**EXERCISE PROMPT**
Everything in the records should be repeated exactly.

════════════════════

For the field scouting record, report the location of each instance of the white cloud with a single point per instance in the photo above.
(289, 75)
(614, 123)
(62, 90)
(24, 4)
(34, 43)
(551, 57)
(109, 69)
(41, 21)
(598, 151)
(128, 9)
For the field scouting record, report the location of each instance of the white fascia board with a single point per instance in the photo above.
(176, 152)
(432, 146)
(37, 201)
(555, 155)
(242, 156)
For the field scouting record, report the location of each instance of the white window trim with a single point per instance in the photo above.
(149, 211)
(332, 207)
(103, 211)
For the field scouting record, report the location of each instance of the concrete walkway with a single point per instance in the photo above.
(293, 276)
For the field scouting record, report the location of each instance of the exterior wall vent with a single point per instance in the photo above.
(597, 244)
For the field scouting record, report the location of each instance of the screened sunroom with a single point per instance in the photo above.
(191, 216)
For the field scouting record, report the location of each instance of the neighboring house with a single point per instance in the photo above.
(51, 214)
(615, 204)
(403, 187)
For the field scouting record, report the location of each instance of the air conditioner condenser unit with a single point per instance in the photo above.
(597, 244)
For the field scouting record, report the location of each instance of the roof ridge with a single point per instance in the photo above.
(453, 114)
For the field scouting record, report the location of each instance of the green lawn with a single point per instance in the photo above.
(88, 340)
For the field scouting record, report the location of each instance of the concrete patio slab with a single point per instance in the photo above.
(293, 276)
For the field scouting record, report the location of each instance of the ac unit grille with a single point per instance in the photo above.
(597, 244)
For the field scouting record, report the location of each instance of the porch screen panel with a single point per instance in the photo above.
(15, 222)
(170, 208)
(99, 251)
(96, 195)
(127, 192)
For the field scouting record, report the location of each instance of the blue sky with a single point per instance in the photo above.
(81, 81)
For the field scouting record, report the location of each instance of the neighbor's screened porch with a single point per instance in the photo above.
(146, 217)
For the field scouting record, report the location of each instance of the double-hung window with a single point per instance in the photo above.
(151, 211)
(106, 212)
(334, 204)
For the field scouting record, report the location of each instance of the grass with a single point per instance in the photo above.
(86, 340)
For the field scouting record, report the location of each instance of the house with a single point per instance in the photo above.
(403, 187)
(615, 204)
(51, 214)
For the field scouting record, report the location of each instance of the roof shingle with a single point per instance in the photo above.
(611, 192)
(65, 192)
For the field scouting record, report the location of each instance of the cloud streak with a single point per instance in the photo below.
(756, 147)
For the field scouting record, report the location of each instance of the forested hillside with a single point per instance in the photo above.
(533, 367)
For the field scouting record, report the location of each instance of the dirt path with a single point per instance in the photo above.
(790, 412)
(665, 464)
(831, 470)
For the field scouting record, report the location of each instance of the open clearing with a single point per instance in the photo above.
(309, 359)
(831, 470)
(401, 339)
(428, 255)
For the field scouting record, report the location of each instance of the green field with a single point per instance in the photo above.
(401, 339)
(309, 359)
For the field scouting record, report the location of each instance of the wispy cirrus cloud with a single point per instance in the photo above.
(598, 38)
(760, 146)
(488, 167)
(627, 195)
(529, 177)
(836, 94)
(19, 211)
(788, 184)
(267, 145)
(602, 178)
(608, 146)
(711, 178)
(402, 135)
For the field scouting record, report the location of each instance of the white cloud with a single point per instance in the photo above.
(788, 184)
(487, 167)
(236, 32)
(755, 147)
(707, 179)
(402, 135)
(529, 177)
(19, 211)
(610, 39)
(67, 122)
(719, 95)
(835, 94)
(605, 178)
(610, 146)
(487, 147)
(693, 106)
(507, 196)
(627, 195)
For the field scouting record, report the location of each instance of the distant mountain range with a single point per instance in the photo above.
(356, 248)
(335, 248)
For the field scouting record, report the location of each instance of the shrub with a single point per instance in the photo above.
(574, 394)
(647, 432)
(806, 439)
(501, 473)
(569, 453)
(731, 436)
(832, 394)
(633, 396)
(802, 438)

════════════════════

**REPLY**
For the field scouting record, report the location of each instance of the white cloud with a single point per instance in the photo above.
(289, 75)
(614, 123)
(62, 90)
(24, 4)
(34, 43)
(551, 57)
(109, 69)
(41, 21)
(598, 151)
(128, 9)
For the field scouting record, report the location of each instance of the white fascia board with a single point per instance in the photo above.
(176, 152)
(432, 146)
(37, 201)
(555, 155)
(242, 156)
For the field scouting record, report the location of each instance of the white window trim with a single point per instance in the photo above.
(149, 211)
(332, 207)
(103, 211)
For the field scouting record, report the location of each instance of the concrete walkway with a single point per instance in the photo above.
(293, 276)
For the field scouting record, report the location of each instance of the exterior wall vent with a single point per instance in the photo above.
(597, 244)
For the field scouting record, report the location of each instance of the screened sunroom with a single point per instance in the photo above.
(191, 216)
For the field scouting record, report the location of each instance of the neighboring house with a single point per instance in the photo above.
(51, 214)
(615, 204)
(403, 187)
For the field scouting record, report the location of each instance of the air conditioner condenser unit with a single point per instance in the photo above.
(597, 244)
For the field scouting record, report the location of each instance of the roof ridge with a single point per instance in the photo above.
(453, 114)
For the field scouting record, report the location of each instance of the green lawn with a single point per instance in the photo above.
(88, 340)
For the field scouting record, report the location of each instance of the concrete patio slab with a single point per instance in the photo above.
(293, 276)
For the field scouting record, report the location of each instance of the ac unit grille with a single point per instance in the photo above.
(597, 244)
For the field scouting record, report the location of each instance of the porch screen panel with a single point per instance in the photo above.
(15, 222)
(170, 208)
(99, 251)
(96, 195)
(127, 192)
For the field scouting record, report the location of each instance of the blue sky with a single point per instance in the photo above.
(81, 81)
For the field scouting record, report the location of each instance of the neighbor's screened porch with a single point per instance in the photo above.
(146, 217)
For the field scouting record, report the location of each instance of the double-hung window with a single point per instance in the photo above.
(151, 211)
(106, 212)
(334, 204)
For the field scouting record, report the location of each instance of the grass with a single point per instance in the photo above.
(86, 340)
For the field scouting record, report the location of each instance of the house with a single point per instance in the photo above.
(403, 187)
(615, 204)
(51, 214)
For the field scouting record, report the location of each instance of the roof shingle with a single point per instance in the photo above.
(611, 192)
(65, 192)
For the field scouting record, report the location of each instance of the cloud streak with a single point per instance in the photo below.
(756, 147)
For the field scouting record, report the location of each instance of the forested hillside with a single point per instance in the photo above.
(533, 367)
For the field scouting record, report the location of each instance of the dirt path with a single point per instance in the photo above.
(790, 412)
(665, 464)
(831, 470)
For the field scouting record, report the location of each instance of the open clearing with a single point per instance in the photo above.
(309, 359)
(831, 470)
(401, 339)
(428, 255)
For the field scouting record, report the location of each instance of the green field with a single point per instance in the photo above.
(401, 339)
(309, 359)
For the field scouting record, report the location of each instance of the wispy cirrus cloud with a single point per instance in the photo above.
(598, 38)
(760, 146)
(488, 167)
(627, 195)
(529, 177)
(836, 94)
(19, 211)
(788, 184)
(267, 145)
(602, 178)
(608, 146)
(711, 178)
(402, 135)
For the field scouting record, report the location of each instance of the white cloud with a single point per instance in the photo above.
(788, 184)
(487, 167)
(236, 32)
(755, 147)
(707, 179)
(402, 135)
(529, 177)
(19, 211)
(610, 39)
(67, 122)
(719, 95)
(835, 94)
(605, 178)
(610, 146)
(487, 147)
(693, 106)
(507, 196)
(627, 195)
For the field scouting record, report the location of each instance of the distant mountain range with a single point per instance in the photo above.
(356, 248)
(335, 248)
For the field scouting record, report the location of each instance of the shrub with a single point per instance in the photo above.
(574, 394)
(647, 432)
(806, 439)
(501, 473)
(569, 453)
(731, 436)
(832, 394)
(633, 396)
(802, 438)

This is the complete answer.